Data to use:

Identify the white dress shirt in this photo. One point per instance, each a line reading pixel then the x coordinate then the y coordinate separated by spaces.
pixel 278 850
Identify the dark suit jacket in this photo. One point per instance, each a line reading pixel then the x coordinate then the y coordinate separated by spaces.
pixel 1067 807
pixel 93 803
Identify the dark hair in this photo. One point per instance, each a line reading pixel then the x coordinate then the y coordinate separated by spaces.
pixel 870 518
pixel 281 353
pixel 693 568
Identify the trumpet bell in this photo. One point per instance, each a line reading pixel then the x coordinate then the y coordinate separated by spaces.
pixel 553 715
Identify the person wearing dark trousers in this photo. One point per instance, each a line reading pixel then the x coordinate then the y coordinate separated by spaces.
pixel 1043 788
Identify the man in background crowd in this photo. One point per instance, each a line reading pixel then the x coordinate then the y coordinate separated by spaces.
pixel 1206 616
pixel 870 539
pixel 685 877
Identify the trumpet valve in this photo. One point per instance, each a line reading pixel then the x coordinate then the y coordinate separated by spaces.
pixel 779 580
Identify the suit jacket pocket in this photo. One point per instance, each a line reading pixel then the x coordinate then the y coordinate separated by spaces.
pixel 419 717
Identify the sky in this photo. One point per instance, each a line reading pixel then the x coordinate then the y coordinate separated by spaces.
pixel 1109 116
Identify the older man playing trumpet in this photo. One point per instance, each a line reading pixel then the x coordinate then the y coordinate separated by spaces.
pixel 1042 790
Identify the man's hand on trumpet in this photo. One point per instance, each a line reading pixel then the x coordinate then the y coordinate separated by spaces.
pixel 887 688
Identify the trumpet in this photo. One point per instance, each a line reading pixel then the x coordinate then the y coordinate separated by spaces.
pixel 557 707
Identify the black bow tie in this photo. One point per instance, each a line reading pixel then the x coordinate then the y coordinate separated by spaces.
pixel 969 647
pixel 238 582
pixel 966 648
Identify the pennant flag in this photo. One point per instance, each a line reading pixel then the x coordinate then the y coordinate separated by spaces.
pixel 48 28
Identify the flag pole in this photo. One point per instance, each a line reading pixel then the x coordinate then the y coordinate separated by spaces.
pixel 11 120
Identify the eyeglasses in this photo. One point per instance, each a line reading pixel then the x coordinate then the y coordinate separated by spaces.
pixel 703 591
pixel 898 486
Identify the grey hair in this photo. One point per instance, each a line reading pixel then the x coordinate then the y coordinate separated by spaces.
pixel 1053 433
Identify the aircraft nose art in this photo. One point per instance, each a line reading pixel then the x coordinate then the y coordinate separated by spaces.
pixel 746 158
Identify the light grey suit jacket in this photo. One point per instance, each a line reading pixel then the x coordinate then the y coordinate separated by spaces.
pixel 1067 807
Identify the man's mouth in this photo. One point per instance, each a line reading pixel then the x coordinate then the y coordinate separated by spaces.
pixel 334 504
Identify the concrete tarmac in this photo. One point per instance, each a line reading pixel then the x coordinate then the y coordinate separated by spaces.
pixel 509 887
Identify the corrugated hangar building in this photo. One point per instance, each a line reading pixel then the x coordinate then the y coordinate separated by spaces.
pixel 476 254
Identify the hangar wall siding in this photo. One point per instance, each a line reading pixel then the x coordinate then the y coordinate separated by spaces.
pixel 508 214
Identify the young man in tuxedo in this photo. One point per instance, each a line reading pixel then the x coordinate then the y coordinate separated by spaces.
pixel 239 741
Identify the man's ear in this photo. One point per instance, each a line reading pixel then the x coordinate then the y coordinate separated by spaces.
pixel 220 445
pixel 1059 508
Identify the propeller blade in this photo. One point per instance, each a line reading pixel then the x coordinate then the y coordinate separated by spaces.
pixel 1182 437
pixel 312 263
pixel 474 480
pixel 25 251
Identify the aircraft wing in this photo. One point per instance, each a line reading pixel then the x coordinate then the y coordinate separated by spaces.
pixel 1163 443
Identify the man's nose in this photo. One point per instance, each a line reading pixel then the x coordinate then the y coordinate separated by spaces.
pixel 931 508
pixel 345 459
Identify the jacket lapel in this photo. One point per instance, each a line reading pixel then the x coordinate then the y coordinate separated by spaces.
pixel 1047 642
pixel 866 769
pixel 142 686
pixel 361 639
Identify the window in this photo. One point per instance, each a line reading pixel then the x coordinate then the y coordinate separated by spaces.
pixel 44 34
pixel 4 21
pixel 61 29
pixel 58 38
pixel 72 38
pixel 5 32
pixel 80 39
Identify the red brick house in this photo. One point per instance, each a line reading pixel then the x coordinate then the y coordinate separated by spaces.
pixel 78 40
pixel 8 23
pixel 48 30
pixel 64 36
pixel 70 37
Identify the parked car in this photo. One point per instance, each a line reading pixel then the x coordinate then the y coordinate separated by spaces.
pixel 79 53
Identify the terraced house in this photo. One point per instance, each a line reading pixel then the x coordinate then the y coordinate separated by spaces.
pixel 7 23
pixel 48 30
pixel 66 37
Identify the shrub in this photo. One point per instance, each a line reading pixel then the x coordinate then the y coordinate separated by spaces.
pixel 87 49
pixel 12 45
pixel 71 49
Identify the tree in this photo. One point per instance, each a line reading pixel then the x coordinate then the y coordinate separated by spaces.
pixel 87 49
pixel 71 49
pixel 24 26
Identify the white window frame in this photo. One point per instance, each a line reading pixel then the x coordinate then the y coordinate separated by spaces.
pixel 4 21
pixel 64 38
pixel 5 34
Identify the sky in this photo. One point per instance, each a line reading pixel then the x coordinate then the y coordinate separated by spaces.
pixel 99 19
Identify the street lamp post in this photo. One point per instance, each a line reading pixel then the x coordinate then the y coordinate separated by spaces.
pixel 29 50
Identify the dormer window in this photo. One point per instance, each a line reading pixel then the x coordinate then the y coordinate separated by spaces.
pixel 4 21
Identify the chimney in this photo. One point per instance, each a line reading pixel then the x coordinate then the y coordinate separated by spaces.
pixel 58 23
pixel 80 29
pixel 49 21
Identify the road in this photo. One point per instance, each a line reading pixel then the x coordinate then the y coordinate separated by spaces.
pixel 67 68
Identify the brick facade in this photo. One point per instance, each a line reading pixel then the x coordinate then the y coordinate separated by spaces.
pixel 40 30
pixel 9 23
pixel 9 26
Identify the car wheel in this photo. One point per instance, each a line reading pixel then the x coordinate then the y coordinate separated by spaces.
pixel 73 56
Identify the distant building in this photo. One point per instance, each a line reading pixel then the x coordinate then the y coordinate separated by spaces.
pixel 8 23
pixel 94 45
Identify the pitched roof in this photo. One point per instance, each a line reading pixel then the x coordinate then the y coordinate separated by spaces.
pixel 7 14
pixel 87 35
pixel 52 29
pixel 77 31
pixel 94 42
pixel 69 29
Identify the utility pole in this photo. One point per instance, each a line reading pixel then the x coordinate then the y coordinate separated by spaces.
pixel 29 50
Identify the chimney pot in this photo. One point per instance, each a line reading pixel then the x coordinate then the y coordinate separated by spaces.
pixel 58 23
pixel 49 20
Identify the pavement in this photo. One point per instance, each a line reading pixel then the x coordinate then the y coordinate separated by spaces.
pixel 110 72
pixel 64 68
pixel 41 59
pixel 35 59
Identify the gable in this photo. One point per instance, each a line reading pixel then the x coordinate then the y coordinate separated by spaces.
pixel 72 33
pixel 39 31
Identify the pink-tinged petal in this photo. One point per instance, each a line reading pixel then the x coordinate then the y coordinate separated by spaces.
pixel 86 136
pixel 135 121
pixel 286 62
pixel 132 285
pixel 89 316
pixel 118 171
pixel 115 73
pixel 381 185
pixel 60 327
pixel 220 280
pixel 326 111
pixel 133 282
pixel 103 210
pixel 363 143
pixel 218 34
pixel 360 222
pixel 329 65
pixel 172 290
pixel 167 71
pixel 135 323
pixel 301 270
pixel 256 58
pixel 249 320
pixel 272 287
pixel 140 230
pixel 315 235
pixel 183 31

What is needed: The lines from the one holding "Identify the chimney pot" to the end of the entries are to be repeated exactly, with both ends included and nothing else.

Output for this task:
Identify the chimney pot in this photo. One point per instance, each a line reading pixel then the x coordinate then the y coordinate separated by spaces.
pixel 58 23
pixel 49 20
Identify the pavement in this photo. One point per instance, each a line reading pixel then the x coordinate then the y coordinate separated by spaces.
pixel 110 72
pixel 64 68
pixel 41 59
pixel 35 59
Identify the gable in this photo. One point per instance, each a line reading pixel then the x coordinate then the y coordinate separated by spaces.
pixel 72 33
pixel 39 31
Identify the pink-tinged petal in this photo. One point per instance, each a line reading pixel then the x coordinate then the y coordinate separated by spaces.
pixel 86 136
pixel 135 121
pixel 286 62
pixel 132 285
pixel 89 316
pixel 118 171
pixel 115 73
pixel 381 185
pixel 60 327
pixel 220 280
pixel 326 111
pixel 133 282
pixel 103 210
pixel 363 143
pixel 218 34
pixel 360 222
pixel 329 65
pixel 172 290
pixel 167 71
pixel 135 323
pixel 301 270
pixel 256 58
pixel 249 320
pixel 272 287
pixel 140 230
pixel 315 235
pixel 183 31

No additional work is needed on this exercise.